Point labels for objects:
-=-=-=-=-

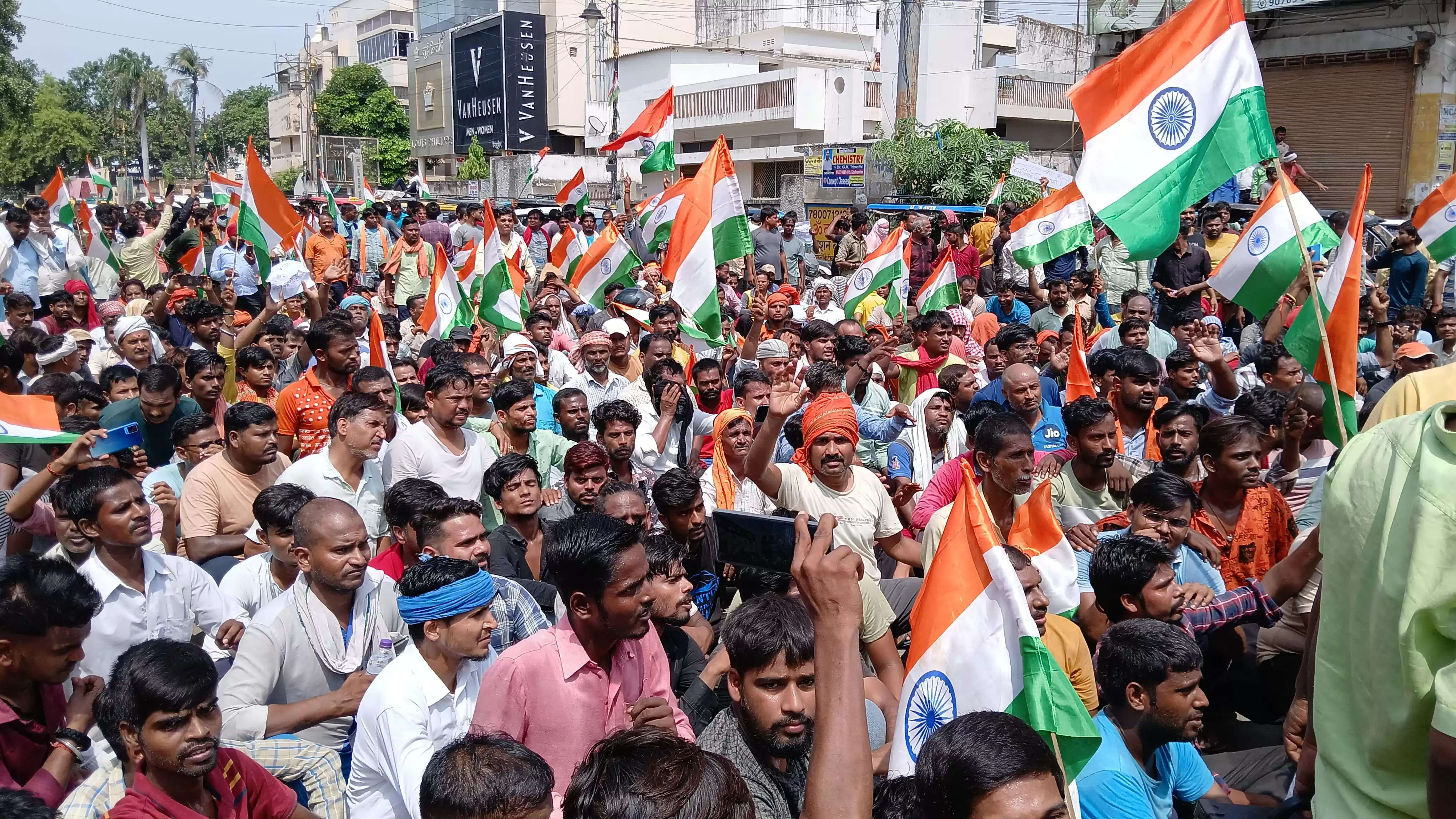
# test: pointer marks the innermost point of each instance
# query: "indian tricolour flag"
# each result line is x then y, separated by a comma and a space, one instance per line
448, 306
574, 193
886, 264
31, 419
1436, 220
1269, 256
1170, 120
657, 223
60, 200
566, 252
976, 648
609, 259
1037, 533
264, 216
651, 133
941, 290
501, 281
1053, 228
226, 194
711, 228
1337, 302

-=-=-=-=-

**REQUIRED TASK**
Copy out every line of the data above verbatim, leaving out the pictures.

**COMPLETE RESPONSE**
# test: pointer marks the innermost point of each instance
# query: "indian tricolour flag"
# each result line is x then y, separated by a comma and a space, one instance per line
448, 306
574, 193
886, 264
31, 419
1436, 220
1269, 256
1170, 120
657, 223
60, 200
566, 252
976, 648
609, 259
1037, 533
264, 216
651, 133
941, 290
501, 281
1053, 228
226, 194
711, 228
1337, 302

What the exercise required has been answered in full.